## Task
Pull out each line in the entries below that contains the word "jacket", and list those lines.

## Dataset content
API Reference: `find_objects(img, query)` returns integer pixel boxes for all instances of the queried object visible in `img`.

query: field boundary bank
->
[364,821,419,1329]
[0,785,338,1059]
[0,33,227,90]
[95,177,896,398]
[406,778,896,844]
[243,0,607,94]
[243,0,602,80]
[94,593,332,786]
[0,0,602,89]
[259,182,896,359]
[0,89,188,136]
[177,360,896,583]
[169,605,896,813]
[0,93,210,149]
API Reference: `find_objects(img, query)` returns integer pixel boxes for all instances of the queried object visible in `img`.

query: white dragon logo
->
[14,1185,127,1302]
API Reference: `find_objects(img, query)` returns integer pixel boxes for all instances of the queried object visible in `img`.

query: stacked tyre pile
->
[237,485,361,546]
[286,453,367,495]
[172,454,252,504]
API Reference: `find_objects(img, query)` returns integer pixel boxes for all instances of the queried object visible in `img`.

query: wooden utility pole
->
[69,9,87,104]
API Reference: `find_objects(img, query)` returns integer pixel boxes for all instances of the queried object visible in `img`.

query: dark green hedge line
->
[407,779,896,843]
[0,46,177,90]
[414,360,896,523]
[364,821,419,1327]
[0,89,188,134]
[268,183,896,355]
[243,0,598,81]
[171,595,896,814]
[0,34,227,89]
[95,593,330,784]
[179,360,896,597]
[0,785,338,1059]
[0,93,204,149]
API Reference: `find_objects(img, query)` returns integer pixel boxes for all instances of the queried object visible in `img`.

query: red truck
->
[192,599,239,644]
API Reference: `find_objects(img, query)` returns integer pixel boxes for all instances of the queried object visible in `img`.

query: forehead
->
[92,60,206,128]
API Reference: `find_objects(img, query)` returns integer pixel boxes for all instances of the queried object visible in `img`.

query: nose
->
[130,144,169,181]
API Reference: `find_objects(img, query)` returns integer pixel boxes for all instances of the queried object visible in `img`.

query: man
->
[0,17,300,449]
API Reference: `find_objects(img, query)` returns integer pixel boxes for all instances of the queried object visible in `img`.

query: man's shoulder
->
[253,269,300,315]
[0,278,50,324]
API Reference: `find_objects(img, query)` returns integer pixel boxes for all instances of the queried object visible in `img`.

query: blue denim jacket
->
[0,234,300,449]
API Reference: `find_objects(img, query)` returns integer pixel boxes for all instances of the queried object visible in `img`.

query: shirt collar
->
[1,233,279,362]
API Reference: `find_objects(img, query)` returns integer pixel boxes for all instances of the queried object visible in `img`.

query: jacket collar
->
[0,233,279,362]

## The output
query: blue denim jacket
query: jacket collar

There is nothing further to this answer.